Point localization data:
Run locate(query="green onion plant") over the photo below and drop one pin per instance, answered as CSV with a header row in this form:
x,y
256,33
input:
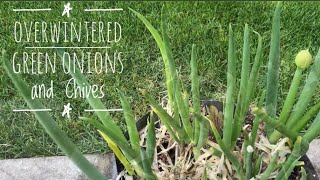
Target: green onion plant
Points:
x,y
190,128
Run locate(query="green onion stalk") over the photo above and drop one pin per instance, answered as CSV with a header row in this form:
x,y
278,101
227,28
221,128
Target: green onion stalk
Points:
x,y
302,61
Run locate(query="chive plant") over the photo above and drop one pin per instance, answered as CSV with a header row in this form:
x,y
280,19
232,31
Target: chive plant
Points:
x,y
189,127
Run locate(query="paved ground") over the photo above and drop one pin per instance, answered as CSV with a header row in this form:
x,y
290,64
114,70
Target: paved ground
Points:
x,y
60,167
53,168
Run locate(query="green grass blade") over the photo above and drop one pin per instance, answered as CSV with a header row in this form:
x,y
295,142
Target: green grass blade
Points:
x,y
95,103
161,46
131,124
151,138
118,153
175,81
195,88
245,70
50,126
273,67
231,79
184,111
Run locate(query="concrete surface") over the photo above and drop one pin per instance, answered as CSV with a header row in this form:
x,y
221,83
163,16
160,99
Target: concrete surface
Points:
x,y
314,154
61,168
53,168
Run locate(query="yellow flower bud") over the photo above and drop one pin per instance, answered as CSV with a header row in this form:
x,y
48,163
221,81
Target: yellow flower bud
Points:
x,y
303,59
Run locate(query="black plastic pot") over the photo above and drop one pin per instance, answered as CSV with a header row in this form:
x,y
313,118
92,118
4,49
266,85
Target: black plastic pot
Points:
x,y
142,123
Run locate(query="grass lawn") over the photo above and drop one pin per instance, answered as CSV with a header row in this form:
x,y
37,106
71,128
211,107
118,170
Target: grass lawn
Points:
x,y
202,23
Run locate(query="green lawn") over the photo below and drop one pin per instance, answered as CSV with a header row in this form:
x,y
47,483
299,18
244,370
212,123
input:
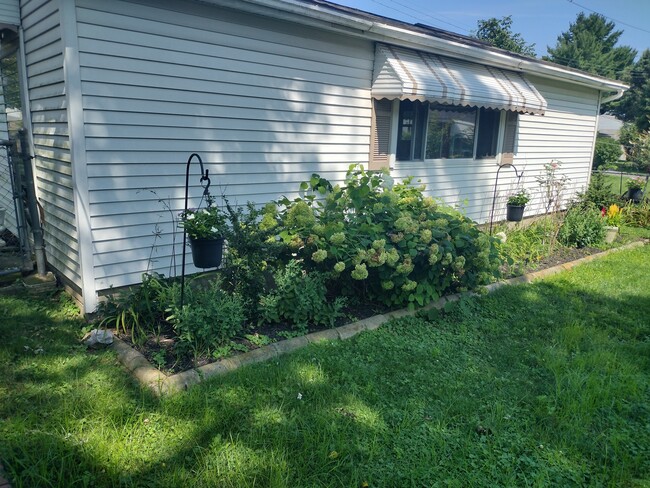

Task item
Copy these entries precisely and drop any picture.

Solution
Run locate(query="green onion plant") over the photo below and drop one pin per instance, answered as CSV with a header row in this form:
x,y
256,33
input:
Target: green onion plant
Points:
x,y
190,128
Run locate(query="green onion stalk") over the photo above and drop one pin per instance, answered as CSV with a header row in this form:
x,y
278,101
227,28
221,128
Target: green onion stalk
Points:
x,y
302,61
Run locate(query="chive plant") over the photo above and drop one pin per instance, answered as CSV with a header row in this form:
x,y
280,19
232,31
Target: chive plant
Points:
x,y
189,127
Run locate(query="paved ground") over the photo above and drop one pin per instance, answered as CSV with a header row in this form:
x,y
290,64
114,70
Target: paved ground
Points:
x,y
60,167
53,168
Run locate(query="green grass blade") over the photo above and drop one pin per instance, answered as CSV with a header row in this form:
x,y
295,142
Target: green grass blade
Points:
x,y
95,103
161,46
131,124
151,138
118,153
175,81
195,88
245,70
50,126
273,67
231,79
184,111
Run locate(query="concrete surface") over the photo above and drop one pin per instance, answered as CSV with a header row in this form:
x,y
221,83
163,16
160,99
Target: concrete surface
Points:
x,y
314,154
61,168
53,168
Run locate(query="yellow flower bud") over the photo above and drop one pin per instance, answered as CSV with a header row in this form:
x,y
48,163
221,81
Target: yellow flower bud
Points:
x,y
303,59
Run locate(query="black plastic pot") over the photo above and drop one pin per instance, answered as CSV with a header row in this form:
x,y
313,118
92,118
4,49
266,85
Target: black plastic pot
Points:
x,y
142,123
Run locate(query="grass lawn") over the photo above and drop one pin per instance, answered as CSV with a header row in this form:
x,y
37,106
71,128
211,107
118,170
Target: grass lawn
Points:
x,y
202,23
Run locate(query="green lawn") over the photo below and drop one pin per instance, answered as CSV with a header row in this form:
x,y
47,483
299,18
244,370
212,123
input:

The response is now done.